##### Data provided #####

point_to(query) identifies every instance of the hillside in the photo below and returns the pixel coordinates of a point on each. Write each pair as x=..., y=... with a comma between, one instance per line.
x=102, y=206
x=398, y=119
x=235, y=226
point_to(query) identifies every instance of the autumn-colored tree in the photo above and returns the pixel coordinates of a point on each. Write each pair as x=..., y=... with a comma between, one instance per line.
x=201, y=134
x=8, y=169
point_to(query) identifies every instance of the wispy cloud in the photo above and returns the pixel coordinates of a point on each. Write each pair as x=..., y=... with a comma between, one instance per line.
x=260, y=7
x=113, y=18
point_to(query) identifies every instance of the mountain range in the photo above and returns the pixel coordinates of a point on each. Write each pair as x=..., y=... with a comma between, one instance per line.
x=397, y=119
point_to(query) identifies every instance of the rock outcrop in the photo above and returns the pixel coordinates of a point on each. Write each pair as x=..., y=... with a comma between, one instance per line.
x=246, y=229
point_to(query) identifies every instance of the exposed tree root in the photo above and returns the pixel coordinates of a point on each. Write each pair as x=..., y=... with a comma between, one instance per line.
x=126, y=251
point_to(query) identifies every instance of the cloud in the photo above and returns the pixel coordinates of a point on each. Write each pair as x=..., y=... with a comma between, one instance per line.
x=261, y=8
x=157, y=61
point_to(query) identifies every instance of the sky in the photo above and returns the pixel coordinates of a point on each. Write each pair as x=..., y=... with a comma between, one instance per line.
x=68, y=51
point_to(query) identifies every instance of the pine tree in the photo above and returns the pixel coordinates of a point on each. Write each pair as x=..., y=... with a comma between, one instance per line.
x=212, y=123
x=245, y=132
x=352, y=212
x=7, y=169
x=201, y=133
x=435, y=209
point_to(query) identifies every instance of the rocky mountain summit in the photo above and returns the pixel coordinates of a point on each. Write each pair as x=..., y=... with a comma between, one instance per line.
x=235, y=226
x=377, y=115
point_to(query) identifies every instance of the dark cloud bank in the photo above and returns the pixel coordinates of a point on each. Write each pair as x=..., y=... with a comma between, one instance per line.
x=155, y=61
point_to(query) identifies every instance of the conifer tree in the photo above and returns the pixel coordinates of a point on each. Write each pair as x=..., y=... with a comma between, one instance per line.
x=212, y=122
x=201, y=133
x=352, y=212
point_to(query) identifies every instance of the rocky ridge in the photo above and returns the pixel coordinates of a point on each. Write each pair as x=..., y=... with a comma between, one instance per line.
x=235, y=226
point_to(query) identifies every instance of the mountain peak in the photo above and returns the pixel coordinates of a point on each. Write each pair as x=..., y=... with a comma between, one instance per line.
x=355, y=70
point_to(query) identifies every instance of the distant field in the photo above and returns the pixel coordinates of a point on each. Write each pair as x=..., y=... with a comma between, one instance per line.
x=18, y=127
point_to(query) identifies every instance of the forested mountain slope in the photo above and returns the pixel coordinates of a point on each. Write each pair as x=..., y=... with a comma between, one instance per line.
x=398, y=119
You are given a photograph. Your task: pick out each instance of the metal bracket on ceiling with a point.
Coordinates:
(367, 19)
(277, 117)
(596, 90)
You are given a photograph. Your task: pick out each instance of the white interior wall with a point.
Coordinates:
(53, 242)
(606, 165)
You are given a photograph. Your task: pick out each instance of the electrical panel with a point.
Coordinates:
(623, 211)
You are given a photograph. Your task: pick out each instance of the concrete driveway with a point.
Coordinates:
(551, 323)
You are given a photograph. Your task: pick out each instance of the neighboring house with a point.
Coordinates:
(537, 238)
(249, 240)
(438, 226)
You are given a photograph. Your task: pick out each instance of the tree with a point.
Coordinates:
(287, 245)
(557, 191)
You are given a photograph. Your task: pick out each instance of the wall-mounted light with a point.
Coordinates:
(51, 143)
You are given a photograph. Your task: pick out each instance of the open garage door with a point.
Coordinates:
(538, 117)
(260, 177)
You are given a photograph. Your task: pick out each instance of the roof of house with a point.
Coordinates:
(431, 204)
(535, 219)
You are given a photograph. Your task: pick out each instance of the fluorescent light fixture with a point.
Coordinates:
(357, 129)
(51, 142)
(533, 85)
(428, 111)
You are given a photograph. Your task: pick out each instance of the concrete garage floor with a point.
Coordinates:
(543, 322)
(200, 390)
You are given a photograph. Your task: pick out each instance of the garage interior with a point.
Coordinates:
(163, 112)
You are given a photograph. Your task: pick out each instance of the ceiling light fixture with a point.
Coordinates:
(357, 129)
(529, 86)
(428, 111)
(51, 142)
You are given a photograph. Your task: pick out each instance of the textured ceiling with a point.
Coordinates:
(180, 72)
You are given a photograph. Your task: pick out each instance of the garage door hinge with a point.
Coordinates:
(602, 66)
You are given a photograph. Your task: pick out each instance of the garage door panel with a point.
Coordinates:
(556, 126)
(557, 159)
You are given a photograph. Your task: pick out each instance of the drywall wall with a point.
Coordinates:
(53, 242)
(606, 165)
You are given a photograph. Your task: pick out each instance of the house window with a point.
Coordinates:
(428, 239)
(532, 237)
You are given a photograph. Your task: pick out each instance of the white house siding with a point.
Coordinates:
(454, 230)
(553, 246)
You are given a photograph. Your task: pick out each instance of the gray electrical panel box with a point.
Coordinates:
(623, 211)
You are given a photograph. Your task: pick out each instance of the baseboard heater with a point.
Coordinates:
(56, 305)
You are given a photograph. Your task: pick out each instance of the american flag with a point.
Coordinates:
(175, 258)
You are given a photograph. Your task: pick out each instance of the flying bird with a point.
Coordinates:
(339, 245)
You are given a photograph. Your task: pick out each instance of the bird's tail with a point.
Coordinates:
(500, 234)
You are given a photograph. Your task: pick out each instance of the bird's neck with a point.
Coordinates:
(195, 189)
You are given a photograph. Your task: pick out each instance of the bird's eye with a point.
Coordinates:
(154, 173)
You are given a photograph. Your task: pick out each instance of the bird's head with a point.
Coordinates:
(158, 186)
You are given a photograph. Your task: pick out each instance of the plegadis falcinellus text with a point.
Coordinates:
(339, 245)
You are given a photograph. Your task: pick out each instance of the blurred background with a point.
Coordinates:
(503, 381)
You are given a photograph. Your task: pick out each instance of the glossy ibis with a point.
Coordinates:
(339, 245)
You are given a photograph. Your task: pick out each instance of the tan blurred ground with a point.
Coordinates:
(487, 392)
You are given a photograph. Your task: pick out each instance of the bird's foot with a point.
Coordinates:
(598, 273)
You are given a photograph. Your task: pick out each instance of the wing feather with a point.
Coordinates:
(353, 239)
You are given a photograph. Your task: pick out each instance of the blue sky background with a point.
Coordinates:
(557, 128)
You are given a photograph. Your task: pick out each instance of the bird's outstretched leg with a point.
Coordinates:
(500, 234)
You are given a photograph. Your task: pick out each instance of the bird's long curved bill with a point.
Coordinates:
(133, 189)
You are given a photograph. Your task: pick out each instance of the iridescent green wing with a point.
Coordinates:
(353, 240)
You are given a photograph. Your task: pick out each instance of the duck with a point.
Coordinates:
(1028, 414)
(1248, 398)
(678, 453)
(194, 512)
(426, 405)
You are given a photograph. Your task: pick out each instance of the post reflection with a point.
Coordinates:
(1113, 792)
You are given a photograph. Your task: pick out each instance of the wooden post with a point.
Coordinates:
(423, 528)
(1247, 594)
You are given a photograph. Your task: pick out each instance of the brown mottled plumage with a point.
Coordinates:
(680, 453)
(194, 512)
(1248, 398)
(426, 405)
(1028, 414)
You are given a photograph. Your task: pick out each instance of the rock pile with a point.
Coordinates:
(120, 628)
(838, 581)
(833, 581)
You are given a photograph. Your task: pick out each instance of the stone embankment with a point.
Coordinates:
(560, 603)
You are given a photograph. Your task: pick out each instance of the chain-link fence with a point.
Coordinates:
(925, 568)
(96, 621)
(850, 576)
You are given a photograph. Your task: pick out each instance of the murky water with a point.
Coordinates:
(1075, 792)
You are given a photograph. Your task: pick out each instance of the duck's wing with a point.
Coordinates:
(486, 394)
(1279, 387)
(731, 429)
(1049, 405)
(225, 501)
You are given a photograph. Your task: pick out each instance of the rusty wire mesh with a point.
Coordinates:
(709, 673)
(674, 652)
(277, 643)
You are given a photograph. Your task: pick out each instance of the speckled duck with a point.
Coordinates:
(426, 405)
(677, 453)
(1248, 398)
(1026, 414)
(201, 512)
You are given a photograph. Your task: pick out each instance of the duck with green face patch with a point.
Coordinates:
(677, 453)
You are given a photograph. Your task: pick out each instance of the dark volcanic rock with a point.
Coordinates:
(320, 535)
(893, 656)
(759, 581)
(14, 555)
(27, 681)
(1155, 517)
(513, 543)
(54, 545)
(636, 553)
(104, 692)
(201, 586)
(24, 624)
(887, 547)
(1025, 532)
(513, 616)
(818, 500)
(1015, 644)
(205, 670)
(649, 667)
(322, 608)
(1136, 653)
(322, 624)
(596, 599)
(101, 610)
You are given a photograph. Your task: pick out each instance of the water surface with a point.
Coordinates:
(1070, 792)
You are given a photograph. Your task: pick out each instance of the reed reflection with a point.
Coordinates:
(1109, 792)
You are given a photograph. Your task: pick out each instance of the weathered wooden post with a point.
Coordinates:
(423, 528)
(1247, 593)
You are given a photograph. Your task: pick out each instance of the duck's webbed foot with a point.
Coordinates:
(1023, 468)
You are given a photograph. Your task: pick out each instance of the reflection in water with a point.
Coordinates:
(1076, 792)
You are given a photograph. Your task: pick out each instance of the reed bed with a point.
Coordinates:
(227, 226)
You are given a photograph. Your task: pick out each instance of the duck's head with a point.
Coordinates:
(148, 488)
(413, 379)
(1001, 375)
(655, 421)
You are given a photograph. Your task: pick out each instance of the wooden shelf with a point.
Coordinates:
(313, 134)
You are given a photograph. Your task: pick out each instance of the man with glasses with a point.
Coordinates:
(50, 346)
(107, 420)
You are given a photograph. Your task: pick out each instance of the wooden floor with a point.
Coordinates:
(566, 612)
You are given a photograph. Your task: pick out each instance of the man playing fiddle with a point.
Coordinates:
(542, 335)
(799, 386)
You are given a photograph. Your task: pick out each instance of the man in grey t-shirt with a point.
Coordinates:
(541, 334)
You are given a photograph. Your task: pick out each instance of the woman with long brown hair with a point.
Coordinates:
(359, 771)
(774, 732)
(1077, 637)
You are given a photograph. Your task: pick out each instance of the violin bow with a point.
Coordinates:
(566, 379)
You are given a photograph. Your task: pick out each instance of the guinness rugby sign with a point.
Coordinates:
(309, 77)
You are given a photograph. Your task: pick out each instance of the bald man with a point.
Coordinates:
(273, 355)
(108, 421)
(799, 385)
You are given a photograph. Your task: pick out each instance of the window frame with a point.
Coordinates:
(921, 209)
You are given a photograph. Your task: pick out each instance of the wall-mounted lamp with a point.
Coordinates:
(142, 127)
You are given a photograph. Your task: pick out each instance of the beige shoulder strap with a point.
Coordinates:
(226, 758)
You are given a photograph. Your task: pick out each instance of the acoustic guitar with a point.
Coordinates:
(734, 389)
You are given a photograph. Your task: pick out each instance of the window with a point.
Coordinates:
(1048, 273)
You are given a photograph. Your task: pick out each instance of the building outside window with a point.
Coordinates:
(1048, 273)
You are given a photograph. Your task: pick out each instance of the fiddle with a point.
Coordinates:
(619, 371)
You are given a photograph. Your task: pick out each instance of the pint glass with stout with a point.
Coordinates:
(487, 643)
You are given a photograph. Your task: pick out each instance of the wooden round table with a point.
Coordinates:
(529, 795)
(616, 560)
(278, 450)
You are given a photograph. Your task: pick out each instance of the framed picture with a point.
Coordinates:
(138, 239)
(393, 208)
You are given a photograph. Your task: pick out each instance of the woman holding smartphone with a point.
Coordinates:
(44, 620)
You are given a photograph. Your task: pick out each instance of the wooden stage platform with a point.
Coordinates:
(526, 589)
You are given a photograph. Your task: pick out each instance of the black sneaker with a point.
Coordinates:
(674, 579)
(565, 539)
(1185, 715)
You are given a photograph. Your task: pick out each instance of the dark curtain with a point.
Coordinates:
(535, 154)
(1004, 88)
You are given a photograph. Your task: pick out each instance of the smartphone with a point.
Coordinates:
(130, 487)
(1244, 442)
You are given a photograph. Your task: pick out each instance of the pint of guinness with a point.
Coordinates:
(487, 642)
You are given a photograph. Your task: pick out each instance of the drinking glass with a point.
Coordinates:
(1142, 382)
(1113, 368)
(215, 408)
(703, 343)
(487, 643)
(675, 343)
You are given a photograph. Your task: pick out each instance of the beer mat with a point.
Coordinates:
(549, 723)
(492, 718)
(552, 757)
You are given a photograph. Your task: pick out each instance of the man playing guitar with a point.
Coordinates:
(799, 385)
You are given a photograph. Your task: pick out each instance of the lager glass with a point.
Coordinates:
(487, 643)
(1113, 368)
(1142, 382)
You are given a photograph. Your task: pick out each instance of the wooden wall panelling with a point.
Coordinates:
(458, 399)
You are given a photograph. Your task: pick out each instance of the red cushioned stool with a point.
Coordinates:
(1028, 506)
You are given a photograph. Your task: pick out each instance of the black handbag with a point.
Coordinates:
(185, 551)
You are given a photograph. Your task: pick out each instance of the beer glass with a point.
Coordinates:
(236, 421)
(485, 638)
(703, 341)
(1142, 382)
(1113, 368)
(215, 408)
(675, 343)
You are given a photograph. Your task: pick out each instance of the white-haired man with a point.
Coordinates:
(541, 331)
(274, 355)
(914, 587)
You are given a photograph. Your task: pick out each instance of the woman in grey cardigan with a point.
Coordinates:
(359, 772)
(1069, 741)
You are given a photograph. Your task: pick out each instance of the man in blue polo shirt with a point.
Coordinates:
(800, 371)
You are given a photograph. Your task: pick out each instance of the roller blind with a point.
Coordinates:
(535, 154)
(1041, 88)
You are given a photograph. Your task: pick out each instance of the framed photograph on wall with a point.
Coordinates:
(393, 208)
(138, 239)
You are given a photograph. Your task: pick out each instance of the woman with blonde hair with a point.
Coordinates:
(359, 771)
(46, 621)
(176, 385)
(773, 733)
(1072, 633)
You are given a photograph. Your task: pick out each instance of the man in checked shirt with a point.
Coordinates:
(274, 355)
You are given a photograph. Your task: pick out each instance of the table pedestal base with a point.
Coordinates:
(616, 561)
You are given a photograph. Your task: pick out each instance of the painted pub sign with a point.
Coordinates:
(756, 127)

#####

■ Exercise brief
From the records above, repeat exactly the lines from the one with "bird with a point." through the one with "bird's head with a point.", both included.

■ Written solution
You are given a photograph. Your task: pick out each instance of the flying bird with a point.
Coordinates:
(339, 245)
You are given a photograph. Your task: pick out each instance of the bird's tail with a point.
Coordinates:
(500, 234)
You are given a photograph. Your task: pick out each instance of the bird's neck with a point.
Coordinates:
(195, 189)
You are given a photograph. Your task: pick out each instance of the bird's eye with a point.
Coordinates:
(154, 173)
You are given a photograph. Your task: pick out each instance of the bird's head with a point.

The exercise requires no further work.